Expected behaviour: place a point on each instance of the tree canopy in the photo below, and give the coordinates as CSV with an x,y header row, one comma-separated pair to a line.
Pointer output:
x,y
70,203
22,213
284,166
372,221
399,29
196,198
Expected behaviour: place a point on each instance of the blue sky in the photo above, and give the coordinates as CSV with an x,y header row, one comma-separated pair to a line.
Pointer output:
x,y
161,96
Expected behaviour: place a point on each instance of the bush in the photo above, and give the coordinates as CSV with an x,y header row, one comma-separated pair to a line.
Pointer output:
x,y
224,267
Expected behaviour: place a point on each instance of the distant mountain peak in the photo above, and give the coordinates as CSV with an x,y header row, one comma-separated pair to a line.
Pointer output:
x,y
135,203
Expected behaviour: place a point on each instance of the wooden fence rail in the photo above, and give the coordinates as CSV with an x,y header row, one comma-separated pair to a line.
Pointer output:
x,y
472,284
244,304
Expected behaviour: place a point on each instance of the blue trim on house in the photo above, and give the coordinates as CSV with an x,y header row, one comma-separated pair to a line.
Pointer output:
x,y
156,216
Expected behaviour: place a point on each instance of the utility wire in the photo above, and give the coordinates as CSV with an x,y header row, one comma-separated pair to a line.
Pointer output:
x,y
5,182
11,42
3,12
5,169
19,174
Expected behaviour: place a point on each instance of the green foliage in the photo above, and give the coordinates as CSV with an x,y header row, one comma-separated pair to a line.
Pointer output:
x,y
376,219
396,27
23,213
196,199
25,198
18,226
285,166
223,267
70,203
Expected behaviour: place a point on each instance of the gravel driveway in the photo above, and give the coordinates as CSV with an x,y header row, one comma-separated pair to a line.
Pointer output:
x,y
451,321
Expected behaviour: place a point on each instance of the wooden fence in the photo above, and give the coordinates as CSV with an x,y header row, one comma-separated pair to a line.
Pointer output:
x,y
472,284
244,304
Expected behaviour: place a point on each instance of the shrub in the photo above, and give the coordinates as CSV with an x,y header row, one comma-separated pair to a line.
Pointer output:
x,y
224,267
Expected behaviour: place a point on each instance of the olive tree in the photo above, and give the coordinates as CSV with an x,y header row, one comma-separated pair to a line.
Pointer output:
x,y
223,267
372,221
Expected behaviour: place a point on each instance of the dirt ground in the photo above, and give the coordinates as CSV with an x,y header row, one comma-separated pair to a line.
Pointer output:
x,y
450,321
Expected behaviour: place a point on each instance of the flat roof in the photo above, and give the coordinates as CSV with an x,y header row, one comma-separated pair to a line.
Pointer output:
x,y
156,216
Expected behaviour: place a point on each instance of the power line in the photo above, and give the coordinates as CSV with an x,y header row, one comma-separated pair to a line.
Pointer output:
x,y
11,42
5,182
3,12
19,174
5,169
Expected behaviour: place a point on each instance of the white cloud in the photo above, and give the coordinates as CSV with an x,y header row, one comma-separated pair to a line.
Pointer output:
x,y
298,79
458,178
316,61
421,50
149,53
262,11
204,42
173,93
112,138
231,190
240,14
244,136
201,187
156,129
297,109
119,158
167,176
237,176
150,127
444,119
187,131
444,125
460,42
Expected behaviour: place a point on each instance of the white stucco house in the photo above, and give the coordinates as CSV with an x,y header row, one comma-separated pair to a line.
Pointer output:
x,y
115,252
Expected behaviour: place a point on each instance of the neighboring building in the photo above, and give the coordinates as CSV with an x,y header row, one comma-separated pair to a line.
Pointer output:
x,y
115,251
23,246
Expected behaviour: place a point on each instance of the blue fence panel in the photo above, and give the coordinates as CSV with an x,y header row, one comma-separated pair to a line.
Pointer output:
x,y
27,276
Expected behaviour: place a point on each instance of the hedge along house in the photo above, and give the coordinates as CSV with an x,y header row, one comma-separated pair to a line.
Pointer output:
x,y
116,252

## Task objective
Return every line of the data above, unchanged and in the same order.

## Task result
Expected behaviour: place a point on each instance of the tree canopy in the photo below, and give the coordinates as CSV with an x,y header row, one comma-separated pair to a line.
Pointer output:
x,y
70,203
22,213
284,166
372,221
399,29
196,198
Expected behaviour: place a point on each instance of the blue sky in the photo above, and give the coordinates as CSV with an x,y header row, one comma-separated pair to a line.
Pointer output:
x,y
161,96
Expected behaviour: place a point on each instance of the bush in the photo above, and give the coordinates as CSV with an x,y header row, one comma-separated pair to a line.
Pointer output:
x,y
224,267
Expected behaviour: place a point on each instance of the distant mountain peak in the photo above, and give the coordinates as CSV with an x,y header row, one comma-separated pair to a line.
Pointer output:
x,y
135,203
Expected behaviour: place a point on each instance of the wooden fence rail in the photo above, and give the coordinates as CSV with an x,y header row, one comma-separated pair to a line.
Pointer output:
x,y
472,284
244,304
Expected behaviour: place a point on each instance of the blue trim on house in the photo above, and give the coordinates as CSV with an x,y header row, one comma-separated pair to a line.
Pointer output:
x,y
156,216
Expected behaviour: place a point on each instance of the utility wire in the photo above, and give the coordinates as CSV with an x,y header row, one comma-separated pair to a line.
Pointer output:
x,y
5,182
11,42
3,12
5,169
19,174
Expected behaviour: place a point on each instance of the green foliage in the photo above, and give the coordinates as CSV with an x,y header row, one comma-separated pair to a line.
Pointer output:
x,y
376,219
396,27
23,213
196,199
25,198
18,226
285,166
223,267
70,203
Expected behaviour: place a point on each instance of the gravel driveway in the photo above, and give the coordinates as CSV with an x,y header row, one comma-separated pair to a line.
Pointer output:
x,y
451,321
Expected behaviour: place a point on each instance of the wooden fence in the photo above, and give the coordinates as CSV with an x,y header row, one comma-separated pair to a line.
Pointer output:
x,y
472,284
244,304
Expected behaviour: place a point on each instance of the shrub in the photo above, and give the coordinates as CSV with an x,y header row, one comma-separated pair to a line.
Pointer output:
x,y
224,267
Expected behaviour: place a point on each instance of the olive tree in the photo above, and give the coordinates as CSV with an x,y header row, one comma-separated pair to a line.
Pointer output:
x,y
223,267
372,221
Expected behaviour: place a point on each instance of the dirt ground in the photo above, and give the coordinates as CSV with an x,y header row, one comma-separated pair to a line.
Pointer output:
x,y
450,321
Expected behaviour: place a point on each instance of the flat roof in the photo above, and give the coordinates as CSV with an x,y header row, one comma-separated pair to a line.
Pointer output:
x,y
156,216
Expected behaviour: place a point on each instance of the power line in the photo above, and give the coordinates as CSV with an x,y header row, one comma-separated pair to a line.
Pointer output:
x,y
11,42
5,182
3,12
19,174
5,169
Expected behaviour: place a point on each instance of the white cloud in the photo above, and give the coordinates as CSV with an x,y header row, one comma-separated pair to a line.
Pointer output:
x,y
298,79
458,178
316,61
421,50
149,53
262,11
204,42
173,93
112,138
231,190
240,14
244,136
201,187
156,129
297,109
119,158
167,176
237,176
150,127
444,119
187,131
444,125
460,42
Expected behaviour: place a point on each instance of the white stucco house in the photo above, and give the coordinates as CSV with an x,y header row, one comma-separated pair to a line.
Pointer output:
x,y
115,252
Expected behaviour: place a point on each instance of the neighboring building in the photo above, and give the coordinates as CSV with an x,y header row, one comma-separated pair to a line.
Pointer output:
x,y
115,251
23,246
Expected behaviour: place a point on each instance of the blue fence panel in the photo above, and give the coordinates as CSV with an x,y header row, one comma-separated pair to a line.
Pointer output:
x,y
27,276
Expected behaviour: place a point on each instance of the hedge along house in the photo above, and give the coordinates as CSV with an x,y header row, one comma-separated pair to a line.
Pointer output:
x,y
116,252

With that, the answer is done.